**Partes del ejercicio**:
**1)** Extrae del texto sobre Dostoievski, sin ningún cambio, el fragmento que comienza con las palabras que contienen "Este año se" y termina con "conduciéndolo al nihilismo.".
**2)** Prolonga el texto sobre Dostoievski a partir de su última oración.

**Texto proporcionado**:
:::
Este año se cumplen doscientos del nacimiento de Fedor Dostoievski. Trato de evocarlo con las siguientes escuetas líneas. Las encabezan estas palabras que traduzco de André Gide (Dostoievski en su correspondencia, 1908): “Conservador pero no tradicionalista, zarista pero demócrata, liberal pero no progresista; Dostoievski sigue siendo alguien con quien no sabemos bien qué hacer.” En efecto, empezó su carrera como un anarquista individualista y revolucionario según sería su personaje Raskolnikov en Crimen y castigo, y la terminó como nacionalista redentorista rusófilo tal su idiota el príncipe Mishkin en la novela homónima. Los maestros que adoctrinan y pretenden educar al Stavrogin de Los endemoniados se contradicen y anulan conduciéndolo al nihilismo.
Este mundo contradictorio retrata al escritor que pone en escena sus contradicciones porque ha confiado en la palabra que narra como llave para las equívocas puertas de la historia humana. A su manera y desde su esquinada situación (léase: Rusia) pensó su siglo, seguramente sin intuir que se llevaría a cabo ese embrollo en el siglo siguiente. Lo pensó a partir de la modernidad (léase Europa), es decir: ausencia de Dios, profanización de la vida, racionalismo, cuantificación de la existencia, voluntad de poder. Advirtió que la caída de las religiones heredadas daría lugar a nuevas religiosidades, esta vez mundanas y de cielos vacíos. El siglo XX, manos a la obra, produjo las religiones mesiánicas de la raza superior (nazismo), la clase elegida (el proletariado, el bolchevismo) y el dominio de la acción sobre la inteligencia (nihilismo, terrorismo). Son todos personajes dostoievskianos, tejidos por la misma urdimbre trágica: el ser humano que se debate entre un actuar sin inteligencia y un inteligir inerte y estupefacto.
:::
**Datos guardados**:
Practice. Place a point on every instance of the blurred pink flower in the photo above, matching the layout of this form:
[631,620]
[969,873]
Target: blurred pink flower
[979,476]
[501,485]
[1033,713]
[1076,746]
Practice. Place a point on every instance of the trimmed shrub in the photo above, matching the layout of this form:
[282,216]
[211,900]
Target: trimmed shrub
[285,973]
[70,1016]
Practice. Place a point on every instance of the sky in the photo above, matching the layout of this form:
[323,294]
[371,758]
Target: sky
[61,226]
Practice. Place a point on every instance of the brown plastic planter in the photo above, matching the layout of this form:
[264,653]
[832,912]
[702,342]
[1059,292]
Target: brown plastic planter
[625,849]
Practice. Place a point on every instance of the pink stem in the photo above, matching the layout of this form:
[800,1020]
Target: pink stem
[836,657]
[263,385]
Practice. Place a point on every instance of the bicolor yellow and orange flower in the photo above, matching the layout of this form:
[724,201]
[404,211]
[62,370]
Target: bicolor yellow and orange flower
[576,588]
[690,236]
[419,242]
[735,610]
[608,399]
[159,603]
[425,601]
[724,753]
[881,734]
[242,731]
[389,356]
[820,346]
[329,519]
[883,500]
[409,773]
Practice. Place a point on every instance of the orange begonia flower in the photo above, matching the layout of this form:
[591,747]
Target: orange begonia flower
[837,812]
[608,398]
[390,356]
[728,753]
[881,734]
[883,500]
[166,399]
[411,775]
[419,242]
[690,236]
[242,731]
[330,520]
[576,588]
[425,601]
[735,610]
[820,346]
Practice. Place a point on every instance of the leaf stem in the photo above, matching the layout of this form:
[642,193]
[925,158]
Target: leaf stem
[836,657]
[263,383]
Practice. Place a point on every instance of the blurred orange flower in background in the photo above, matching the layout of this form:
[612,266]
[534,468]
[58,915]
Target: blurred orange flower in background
:::
**Respuestas**:
**1)**
Este año se cumplen doscientos del nacimiento de Fedor Dostoievski. Trato de evocarlo con las siguientes escuetas líneas. Las encabezan estas palabras que traduzco de André Gide (Dostoievski en su correspondencia, 1908): “Conservador pero no tradicionalista, zarista pero demócrata, liberal pero no progresista; Dostoievski sigue siendo alguien con quien no sabemos bien qué hacer.” En efecto, empezó su carrera como un anarquista individualista y revolucionario según sería su personaje Raskolnikov en Crimen y castigo, y la terminó como nacionalista redentorista rusófilo tal su idiota el príncipe Mishkin en la novela homónima. Los maestros que adoctrinan y pretenden educar al Stavrogin de Los endemoniados se contradicen y anulan conduciéndolo al nihilismo.

**2)**
Nuestro escritor no propuso ninguna conciliación a estas contradicciones. Si acaso se habría decidido por una nueva religiosidad, la de su Aliosha Karamazov, un cristianismo sin iglesias organizadas como entidades políticas, una vindicación del alma interior frente al espíritu objetivo y externo, según la antinomia de un pensador hoy olvidado, Ludwig Klages, pero que parece ser el filósofo dostoievskiano, anterior a los existencialistas franceses que releerían al ruso a su manera.
¿Fue don Fedor un profeta? No hace falta creer en la facultad premonitoria de la literatura ni en la configuración del escritor como oráculo. Basta –nada menos– con acudir a la habilidad creadora de nuestra imaginación. Si se prefiere: a la realidad de nuestro imaginario. A menudo la despreciamos, diciendo cosas tan elocuentes como “Bah, todo eso son simples imaginaciones.” Insisto: nada menos que imaginaciones. Veamos sus imágenes, hitos del siglo XX: dos guerras mundiales, los campos de exterminio, Hiroshima, el muro de Berlín. Busquemos a un equivalente de Dostoievski para el siglo XXI.